Given records ::

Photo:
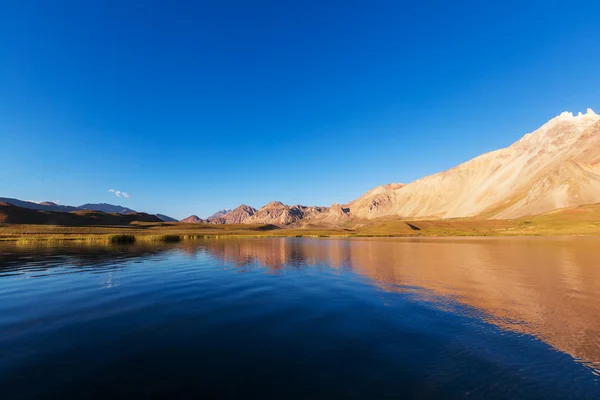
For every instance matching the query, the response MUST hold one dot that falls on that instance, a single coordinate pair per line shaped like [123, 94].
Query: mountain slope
[218, 214]
[166, 218]
[236, 216]
[44, 206]
[11, 214]
[192, 219]
[105, 207]
[558, 165]
[277, 213]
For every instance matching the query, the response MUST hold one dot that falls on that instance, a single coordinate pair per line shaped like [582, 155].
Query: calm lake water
[501, 318]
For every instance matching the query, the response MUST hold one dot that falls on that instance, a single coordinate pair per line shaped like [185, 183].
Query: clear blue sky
[195, 106]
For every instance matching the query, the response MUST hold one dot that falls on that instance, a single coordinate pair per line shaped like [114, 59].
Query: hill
[105, 207]
[43, 206]
[192, 219]
[237, 216]
[11, 214]
[219, 213]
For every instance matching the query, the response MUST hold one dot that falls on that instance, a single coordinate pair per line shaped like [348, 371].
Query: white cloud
[118, 193]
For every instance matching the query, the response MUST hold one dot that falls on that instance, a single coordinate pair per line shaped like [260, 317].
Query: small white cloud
[119, 193]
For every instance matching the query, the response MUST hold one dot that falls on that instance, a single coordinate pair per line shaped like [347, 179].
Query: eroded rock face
[556, 166]
[218, 214]
[277, 213]
[236, 216]
[192, 219]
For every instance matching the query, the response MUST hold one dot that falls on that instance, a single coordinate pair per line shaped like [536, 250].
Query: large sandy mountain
[556, 166]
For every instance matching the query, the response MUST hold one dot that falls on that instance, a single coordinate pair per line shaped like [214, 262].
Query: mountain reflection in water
[546, 288]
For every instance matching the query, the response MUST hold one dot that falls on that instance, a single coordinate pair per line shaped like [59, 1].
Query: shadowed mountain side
[44, 206]
[514, 281]
[10, 214]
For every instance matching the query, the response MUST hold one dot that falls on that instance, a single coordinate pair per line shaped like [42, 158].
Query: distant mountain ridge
[235, 216]
[192, 219]
[12, 214]
[43, 206]
[219, 213]
[103, 207]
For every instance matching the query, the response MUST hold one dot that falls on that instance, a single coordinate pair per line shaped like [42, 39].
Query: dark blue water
[302, 318]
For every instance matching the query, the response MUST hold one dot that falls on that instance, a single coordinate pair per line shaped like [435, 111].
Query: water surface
[303, 318]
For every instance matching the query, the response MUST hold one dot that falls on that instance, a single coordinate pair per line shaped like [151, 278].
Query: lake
[466, 318]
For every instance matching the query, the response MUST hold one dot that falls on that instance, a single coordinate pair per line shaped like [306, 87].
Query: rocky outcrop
[236, 216]
[218, 214]
[277, 213]
[192, 219]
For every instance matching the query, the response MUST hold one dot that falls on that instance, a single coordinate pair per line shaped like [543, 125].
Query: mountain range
[556, 166]
[102, 207]
[13, 214]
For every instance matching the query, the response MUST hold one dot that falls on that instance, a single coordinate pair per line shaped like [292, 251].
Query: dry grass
[583, 220]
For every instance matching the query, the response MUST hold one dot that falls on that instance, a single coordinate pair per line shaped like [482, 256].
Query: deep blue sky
[195, 106]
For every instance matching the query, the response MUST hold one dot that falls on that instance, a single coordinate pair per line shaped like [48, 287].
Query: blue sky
[192, 107]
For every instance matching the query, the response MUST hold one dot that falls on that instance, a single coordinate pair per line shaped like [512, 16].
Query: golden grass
[583, 220]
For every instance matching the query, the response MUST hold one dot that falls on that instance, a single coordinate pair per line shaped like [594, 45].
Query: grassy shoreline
[583, 220]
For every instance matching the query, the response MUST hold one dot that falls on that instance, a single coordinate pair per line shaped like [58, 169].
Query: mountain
[219, 213]
[556, 166]
[11, 214]
[277, 213]
[166, 218]
[43, 206]
[236, 216]
[192, 219]
[105, 207]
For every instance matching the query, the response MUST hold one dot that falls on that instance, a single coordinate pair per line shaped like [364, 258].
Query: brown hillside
[10, 214]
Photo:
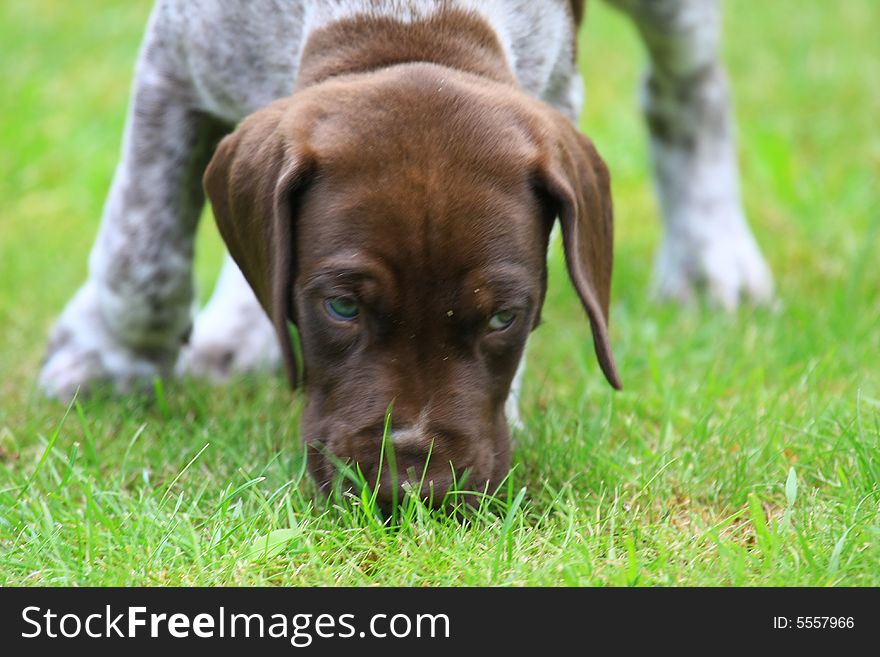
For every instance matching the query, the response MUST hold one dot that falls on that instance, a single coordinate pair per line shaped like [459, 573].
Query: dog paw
[228, 343]
[721, 262]
[81, 354]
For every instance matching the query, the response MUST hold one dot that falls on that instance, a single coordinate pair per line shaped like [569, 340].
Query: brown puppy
[397, 208]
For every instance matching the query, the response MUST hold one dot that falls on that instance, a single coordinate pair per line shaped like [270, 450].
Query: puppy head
[401, 221]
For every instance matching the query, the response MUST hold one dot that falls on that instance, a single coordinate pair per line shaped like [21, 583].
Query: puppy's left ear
[578, 186]
[252, 181]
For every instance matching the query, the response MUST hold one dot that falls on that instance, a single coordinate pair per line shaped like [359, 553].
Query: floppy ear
[251, 182]
[579, 187]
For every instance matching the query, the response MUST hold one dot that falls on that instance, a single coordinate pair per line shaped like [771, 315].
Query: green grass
[744, 450]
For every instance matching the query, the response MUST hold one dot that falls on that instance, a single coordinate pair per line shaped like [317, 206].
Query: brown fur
[426, 190]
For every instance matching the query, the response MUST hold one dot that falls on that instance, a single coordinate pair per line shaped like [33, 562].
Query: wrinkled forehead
[426, 220]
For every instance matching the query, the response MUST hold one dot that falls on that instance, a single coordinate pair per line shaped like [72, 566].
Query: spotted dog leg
[232, 335]
[126, 323]
[708, 245]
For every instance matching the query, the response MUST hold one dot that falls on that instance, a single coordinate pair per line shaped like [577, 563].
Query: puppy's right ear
[252, 181]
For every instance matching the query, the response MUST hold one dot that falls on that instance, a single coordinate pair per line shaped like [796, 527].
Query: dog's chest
[242, 56]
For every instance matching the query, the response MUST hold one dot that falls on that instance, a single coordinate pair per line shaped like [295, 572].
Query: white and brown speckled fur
[206, 64]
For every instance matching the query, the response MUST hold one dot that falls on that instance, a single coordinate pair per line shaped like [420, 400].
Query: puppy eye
[343, 309]
[501, 320]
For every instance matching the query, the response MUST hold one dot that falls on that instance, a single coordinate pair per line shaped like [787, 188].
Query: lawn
[744, 450]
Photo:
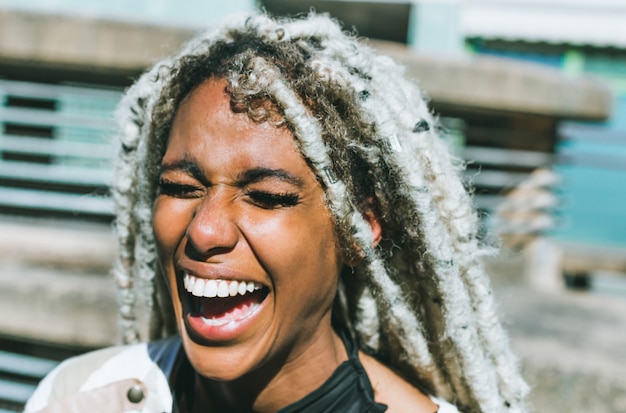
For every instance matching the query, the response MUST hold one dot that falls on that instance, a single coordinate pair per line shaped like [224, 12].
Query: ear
[372, 219]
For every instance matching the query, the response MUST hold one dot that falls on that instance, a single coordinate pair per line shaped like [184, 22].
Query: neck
[279, 383]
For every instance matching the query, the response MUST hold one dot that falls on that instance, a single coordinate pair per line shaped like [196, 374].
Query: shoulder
[397, 393]
[110, 371]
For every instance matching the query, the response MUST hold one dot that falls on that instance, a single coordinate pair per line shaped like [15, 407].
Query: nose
[212, 230]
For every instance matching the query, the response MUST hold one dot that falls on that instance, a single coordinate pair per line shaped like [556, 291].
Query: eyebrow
[184, 165]
[247, 177]
[259, 174]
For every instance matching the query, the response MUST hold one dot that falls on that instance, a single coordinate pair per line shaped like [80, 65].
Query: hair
[419, 301]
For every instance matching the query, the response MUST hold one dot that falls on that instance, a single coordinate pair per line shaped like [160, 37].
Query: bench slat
[28, 366]
[56, 201]
[55, 147]
[15, 392]
[55, 173]
[49, 118]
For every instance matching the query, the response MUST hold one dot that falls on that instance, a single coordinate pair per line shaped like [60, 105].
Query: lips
[220, 309]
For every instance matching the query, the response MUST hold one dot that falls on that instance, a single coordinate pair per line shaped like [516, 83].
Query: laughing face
[245, 240]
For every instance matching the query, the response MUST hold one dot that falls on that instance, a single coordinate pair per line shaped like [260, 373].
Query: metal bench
[19, 375]
[55, 151]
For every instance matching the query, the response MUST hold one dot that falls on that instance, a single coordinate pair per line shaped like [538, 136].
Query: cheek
[300, 252]
[169, 224]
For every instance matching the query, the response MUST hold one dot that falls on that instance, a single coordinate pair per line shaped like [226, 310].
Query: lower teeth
[227, 318]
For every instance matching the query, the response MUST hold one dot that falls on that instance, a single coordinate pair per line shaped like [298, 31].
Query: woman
[289, 217]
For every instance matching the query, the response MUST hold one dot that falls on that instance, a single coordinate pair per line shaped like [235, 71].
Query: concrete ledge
[68, 41]
[497, 84]
[65, 307]
[55, 282]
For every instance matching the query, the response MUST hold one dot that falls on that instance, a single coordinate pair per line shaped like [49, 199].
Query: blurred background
[532, 93]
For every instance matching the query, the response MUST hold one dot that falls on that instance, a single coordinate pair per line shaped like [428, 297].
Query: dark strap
[347, 390]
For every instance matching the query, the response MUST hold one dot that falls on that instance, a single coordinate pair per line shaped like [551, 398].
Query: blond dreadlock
[420, 301]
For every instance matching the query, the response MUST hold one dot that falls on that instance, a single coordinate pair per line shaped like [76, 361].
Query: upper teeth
[218, 288]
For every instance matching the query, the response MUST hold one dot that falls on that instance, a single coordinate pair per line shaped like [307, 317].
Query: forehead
[206, 129]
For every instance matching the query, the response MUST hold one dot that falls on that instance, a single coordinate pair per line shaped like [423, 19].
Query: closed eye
[271, 200]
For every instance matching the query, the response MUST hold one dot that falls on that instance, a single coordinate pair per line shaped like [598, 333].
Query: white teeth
[200, 287]
[222, 289]
[233, 288]
[210, 288]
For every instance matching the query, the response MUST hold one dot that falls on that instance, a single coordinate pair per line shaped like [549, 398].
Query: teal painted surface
[593, 206]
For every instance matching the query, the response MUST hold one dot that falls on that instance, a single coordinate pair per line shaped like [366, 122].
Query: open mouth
[219, 302]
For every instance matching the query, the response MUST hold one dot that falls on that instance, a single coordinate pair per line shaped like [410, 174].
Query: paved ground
[572, 344]
[54, 285]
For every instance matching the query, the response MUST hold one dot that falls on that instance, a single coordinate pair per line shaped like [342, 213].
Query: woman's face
[244, 238]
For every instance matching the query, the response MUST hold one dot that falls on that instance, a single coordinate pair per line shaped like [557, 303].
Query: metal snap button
[135, 394]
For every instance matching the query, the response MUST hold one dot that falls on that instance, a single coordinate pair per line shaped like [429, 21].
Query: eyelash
[263, 199]
[270, 200]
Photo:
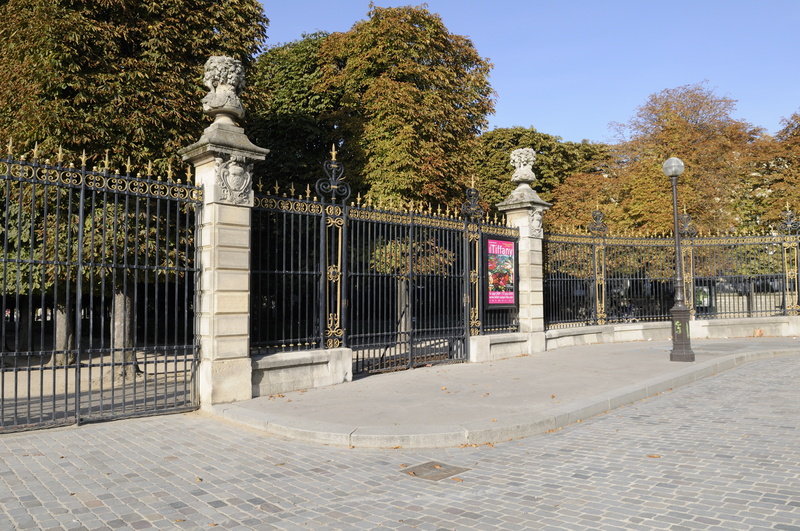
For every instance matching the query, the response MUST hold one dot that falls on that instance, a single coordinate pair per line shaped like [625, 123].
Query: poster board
[500, 281]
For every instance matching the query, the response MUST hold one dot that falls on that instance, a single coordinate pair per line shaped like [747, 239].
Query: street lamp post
[681, 343]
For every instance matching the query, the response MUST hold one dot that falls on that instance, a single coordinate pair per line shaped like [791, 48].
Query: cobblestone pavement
[722, 454]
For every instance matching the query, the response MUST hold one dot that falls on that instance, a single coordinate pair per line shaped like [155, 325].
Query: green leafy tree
[286, 113]
[693, 123]
[402, 98]
[404, 257]
[555, 161]
[92, 75]
[414, 99]
[775, 176]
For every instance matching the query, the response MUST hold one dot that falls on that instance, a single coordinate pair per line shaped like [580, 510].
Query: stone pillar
[524, 209]
[223, 160]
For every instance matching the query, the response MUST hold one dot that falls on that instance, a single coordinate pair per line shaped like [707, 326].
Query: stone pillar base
[223, 381]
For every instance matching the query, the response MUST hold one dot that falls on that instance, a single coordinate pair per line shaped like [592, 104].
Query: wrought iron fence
[97, 289]
[399, 286]
[596, 278]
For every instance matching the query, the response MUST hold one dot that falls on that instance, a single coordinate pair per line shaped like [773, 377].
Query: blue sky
[571, 67]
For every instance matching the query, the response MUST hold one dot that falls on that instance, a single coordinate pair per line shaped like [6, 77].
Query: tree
[287, 113]
[403, 98]
[775, 175]
[555, 161]
[694, 124]
[91, 75]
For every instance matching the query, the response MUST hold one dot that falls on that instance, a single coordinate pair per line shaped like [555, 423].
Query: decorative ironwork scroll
[333, 184]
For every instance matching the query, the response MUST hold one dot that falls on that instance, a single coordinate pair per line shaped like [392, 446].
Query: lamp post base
[681, 343]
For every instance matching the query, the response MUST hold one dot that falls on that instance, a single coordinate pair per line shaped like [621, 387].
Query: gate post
[223, 160]
[524, 209]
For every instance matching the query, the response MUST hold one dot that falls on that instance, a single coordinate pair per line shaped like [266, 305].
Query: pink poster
[500, 255]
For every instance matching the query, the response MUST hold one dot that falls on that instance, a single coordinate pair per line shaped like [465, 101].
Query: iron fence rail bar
[729, 276]
[383, 283]
[72, 238]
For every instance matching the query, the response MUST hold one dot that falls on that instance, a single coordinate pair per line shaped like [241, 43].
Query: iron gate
[401, 287]
[97, 289]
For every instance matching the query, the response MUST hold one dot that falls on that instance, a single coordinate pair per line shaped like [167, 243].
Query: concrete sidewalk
[465, 404]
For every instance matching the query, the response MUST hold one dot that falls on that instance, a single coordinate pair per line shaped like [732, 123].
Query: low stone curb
[483, 431]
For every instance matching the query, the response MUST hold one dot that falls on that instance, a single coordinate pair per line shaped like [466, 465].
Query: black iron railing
[97, 292]
[597, 278]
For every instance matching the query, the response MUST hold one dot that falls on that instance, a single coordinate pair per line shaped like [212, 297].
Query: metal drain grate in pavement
[434, 471]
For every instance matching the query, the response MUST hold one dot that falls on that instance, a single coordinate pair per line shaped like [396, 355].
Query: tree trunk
[403, 309]
[63, 335]
[123, 355]
[22, 340]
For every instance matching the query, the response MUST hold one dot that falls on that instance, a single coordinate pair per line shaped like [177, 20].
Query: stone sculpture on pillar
[522, 160]
[224, 142]
[224, 78]
[223, 160]
[524, 209]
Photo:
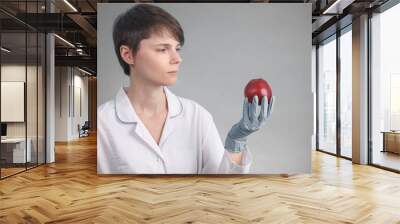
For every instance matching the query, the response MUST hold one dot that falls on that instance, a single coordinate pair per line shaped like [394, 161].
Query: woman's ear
[127, 54]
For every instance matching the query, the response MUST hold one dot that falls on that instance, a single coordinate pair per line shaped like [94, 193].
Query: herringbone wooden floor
[70, 191]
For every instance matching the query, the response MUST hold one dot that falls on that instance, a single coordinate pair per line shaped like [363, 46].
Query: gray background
[226, 45]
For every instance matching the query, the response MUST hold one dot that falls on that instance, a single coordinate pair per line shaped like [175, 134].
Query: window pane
[346, 93]
[327, 97]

To do ::
Set down nothing but the lines from the one with "like [94, 193]." through the end of the records, keeping each line exactly as written and including both ends.

Full response ::
For every instance matching the query, the response MUST hold one dot that falls on that instance, a single coordinate pair per line shaped like [94, 193].
Query: herringbone wooden floor
[70, 191]
For every instance matching the query, the response MUST hold one dot that falls on that instance, a single coordinate pair per line shaped like [363, 46].
Query: gray background
[226, 45]
For every instance matching the query, the response MUST hold one dot that falls on that instance, a single coordinate pair per line shaped like [175, 134].
Query: window pane
[346, 93]
[327, 97]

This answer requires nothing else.